→ **GOAL OF THE EXERCISE**
Convert the part of the material that opens with the line containing "the sky, each" and closes with the line containing "[367, 1], [0, 1]]" into a JSON list of strings, one string per line, with blank lines left out. Include only those lines.
BEGIN
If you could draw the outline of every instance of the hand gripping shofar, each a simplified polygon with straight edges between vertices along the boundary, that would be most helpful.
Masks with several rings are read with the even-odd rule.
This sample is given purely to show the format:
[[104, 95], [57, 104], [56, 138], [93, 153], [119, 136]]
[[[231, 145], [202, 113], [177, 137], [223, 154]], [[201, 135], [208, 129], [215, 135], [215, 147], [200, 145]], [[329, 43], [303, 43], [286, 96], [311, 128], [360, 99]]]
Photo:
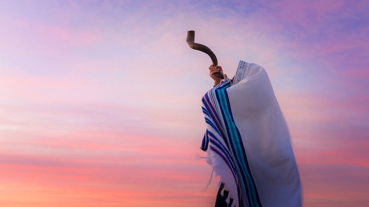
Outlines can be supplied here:
[[[206, 46], [201, 44], [195, 43], [195, 31], [187, 31], [187, 38], [186, 39], [186, 42], [188, 44], [188, 46], [191, 48], [197, 50], [200, 50], [208, 54], [211, 59], [213, 62], [213, 65], [215, 66], [218, 65], [218, 59], [217, 57], [215, 56], [214, 53], [213, 52], [210, 48]], [[224, 78], [223, 74], [220, 72], [218, 72], [215, 74], [215, 75], [218, 77], [222, 78]]]

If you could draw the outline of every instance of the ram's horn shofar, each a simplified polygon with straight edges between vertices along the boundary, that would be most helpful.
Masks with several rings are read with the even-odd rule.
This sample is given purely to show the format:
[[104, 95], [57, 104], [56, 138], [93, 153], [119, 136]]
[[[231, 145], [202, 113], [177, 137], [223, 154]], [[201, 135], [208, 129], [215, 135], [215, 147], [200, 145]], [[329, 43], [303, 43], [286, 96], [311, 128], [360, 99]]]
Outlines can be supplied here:
[[[215, 66], [218, 65], [218, 59], [217, 59], [217, 57], [215, 56], [214, 53], [213, 52], [213, 51], [211, 51], [211, 50], [210, 49], [210, 48], [203, 45], [198, 43], [195, 43], [194, 31], [187, 31], [187, 38], [186, 39], [186, 42], [188, 44], [188, 46], [194, 50], [200, 50], [208, 54], [211, 59], [213, 65]], [[222, 79], [224, 78], [223, 74], [221, 73], [220, 72], [218, 72], [215, 73], [215, 75]]]

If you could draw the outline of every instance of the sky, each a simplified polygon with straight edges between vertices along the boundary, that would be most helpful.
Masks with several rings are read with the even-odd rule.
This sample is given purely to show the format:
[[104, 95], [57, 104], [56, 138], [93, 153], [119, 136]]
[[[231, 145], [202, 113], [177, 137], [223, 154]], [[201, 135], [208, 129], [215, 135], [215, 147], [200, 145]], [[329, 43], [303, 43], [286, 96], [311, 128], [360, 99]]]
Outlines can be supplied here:
[[0, 205], [214, 206], [205, 53], [265, 68], [305, 207], [369, 203], [367, 1], [0, 1]]

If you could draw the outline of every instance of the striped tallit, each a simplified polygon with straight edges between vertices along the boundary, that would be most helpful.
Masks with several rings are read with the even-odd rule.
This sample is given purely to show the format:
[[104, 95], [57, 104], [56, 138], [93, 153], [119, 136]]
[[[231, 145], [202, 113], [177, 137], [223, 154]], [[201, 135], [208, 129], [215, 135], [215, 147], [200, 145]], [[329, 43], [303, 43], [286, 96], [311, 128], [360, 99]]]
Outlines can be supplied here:
[[201, 148], [229, 192], [229, 206], [301, 206], [287, 125], [265, 70], [240, 61], [202, 99], [207, 129]]

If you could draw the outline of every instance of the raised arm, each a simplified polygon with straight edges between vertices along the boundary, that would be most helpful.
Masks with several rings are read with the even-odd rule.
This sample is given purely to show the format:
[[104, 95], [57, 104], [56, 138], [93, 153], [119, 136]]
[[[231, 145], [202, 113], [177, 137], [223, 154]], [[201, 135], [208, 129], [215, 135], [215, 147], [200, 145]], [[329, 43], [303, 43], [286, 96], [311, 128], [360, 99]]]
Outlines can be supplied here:
[[[214, 80], [214, 87], [215, 87], [217, 85], [219, 84], [220, 83], [220, 81], [223, 80], [221, 78], [215, 76], [215, 74], [216, 73], [218, 73], [218, 72], [220, 72], [222, 74], [223, 74], [223, 69], [222, 69], [222, 66], [214, 66], [213, 64], [211, 64], [209, 66], [209, 70], [210, 70], [210, 73], [209, 74], [209, 75], [213, 78], [213, 80]], [[225, 78], [227, 78], [227, 75], [224, 74], [223, 76]]]

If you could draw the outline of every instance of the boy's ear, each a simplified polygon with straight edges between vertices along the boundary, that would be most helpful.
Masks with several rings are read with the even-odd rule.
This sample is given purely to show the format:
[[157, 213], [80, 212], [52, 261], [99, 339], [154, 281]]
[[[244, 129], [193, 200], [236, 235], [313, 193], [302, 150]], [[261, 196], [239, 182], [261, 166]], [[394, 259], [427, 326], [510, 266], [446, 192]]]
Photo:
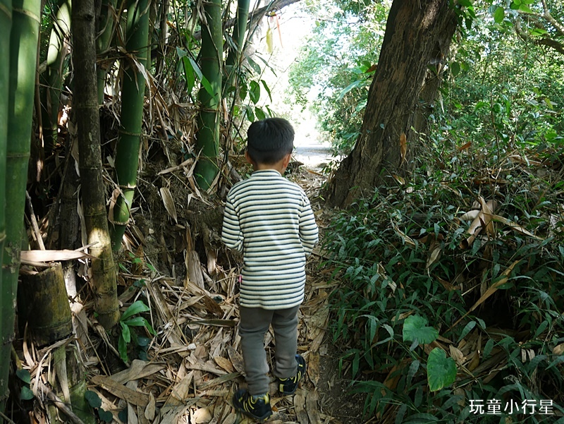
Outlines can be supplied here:
[[292, 159], [292, 153], [291, 153], [291, 152], [290, 152], [290, 153], [288, 153], [288, 155], [286, 155], [286, 156], [283, 157], [283, 161], [284, 161], [284, 162], [282, 162], [282, 164], [284, 166], [284, 168], [286, 168], [286, 166], [288, 166], [288, 164], [289, 164], [289, 163], [290, 163], [290, 160], [291, 159]]

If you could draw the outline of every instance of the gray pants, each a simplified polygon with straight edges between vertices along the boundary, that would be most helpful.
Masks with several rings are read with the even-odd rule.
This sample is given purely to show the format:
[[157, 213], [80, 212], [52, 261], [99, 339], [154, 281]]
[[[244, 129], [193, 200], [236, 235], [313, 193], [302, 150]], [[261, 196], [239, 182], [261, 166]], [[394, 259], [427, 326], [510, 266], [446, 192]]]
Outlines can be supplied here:
[[293, 377], [298, 372], [295, 354], [298, 351], [298, 310], [300, 306], [278, 310], [261, 308], [239, 310], [239, 335], [241, 337], [243, 359], [249, 393], [252, 395], [269, 392], [270, 380], [267, 373], [264, 334], [272, 325], [274, 330], [274, 369], [278, 378]]

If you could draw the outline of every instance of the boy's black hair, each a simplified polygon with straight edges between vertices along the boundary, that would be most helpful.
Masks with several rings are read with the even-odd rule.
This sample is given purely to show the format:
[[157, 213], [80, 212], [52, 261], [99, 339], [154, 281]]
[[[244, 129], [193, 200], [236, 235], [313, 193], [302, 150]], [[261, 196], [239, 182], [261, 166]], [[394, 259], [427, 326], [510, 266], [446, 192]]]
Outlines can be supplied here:
[[247, 136], [247, 152], [257, 164], [275, 164], [294, 148], [294, 128], [282, 118], [255, 121]]

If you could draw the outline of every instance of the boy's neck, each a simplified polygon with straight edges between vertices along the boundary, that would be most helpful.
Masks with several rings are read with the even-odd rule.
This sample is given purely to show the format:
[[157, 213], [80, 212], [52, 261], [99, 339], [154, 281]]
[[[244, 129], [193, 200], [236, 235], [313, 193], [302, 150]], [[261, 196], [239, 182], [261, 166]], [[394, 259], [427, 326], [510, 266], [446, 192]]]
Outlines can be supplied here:
[[278, 171], [281, 175], [283, 174], [285, 171], [285, 169], [283, 169], [283, 168], [281, 166], [276, 166], [276, 164], [265, 165], [264, 164], [257, 164], [256, 166], [252, 166], [252, 169], [253, 171], [267, 171], [267, 170]]

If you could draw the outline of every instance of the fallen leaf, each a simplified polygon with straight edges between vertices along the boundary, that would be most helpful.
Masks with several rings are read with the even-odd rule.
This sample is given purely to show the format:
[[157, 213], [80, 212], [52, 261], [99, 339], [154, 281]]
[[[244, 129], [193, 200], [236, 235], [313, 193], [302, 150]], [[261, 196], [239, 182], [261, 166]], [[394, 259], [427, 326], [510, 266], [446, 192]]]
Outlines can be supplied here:
[[405, 160], [405, 157], [407, 154], [407, 138], [405, 137], [405, 133], [402, 133], [400, 135], [400, 155], [401, 156], [401, 163]]
[[174, 200], [172, 198], [171, 190], [168, 190], [168, 187], [161, 187], [159, 191], [161, 192], [161, 197], [163, 199], [164, 208], [166, 210], [166, 212], [168, 212], [168, 214], [172, 217], [172, 219], [174, 219], [174, 222], [178, 224], [178, 217], [176, 215], [176, 207], [174, 205]]

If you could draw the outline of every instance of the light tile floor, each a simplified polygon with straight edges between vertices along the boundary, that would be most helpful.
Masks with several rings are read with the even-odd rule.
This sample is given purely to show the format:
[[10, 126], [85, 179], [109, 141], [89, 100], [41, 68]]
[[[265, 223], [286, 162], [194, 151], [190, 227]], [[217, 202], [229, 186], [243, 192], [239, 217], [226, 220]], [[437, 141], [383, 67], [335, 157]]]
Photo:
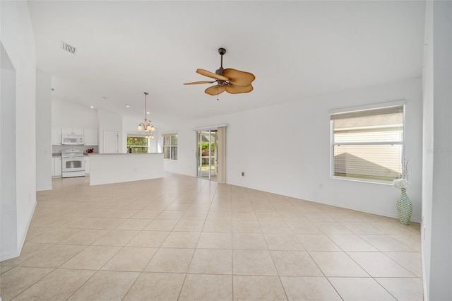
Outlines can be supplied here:
[[416, 223], [177, 175], [52, 184], [3, 301], [423, 299]]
END
→ **RIGHT ANSWER**
[
  "If you could draw the outline of every instance of the sky, each a simplified polygon with straight edges between vertices along the boundary, that would be most helpful.",
  "Masks with several rings are read with the even-odd rule.",
  "This sample is given purely to show the format:",
  "[[104, 95], [57, 104], [56, 138], [93, 153], [119, 136]]",
  "[[[231, 145], [202, 113], [177, 137], [223, 154]], [[201, 135], [208, 129], [215, 135], [215, 147], [200, 145]], [[329, 43], [303, 43], [286, 96], [311, 128], [360, 99]]]",
  "Outlines can be supplied here:",
  "[[0, 205], [214, 206], [205, 53], [265, 68], [305, 207], [369, 203], [367, 1], [0, 1]]"
]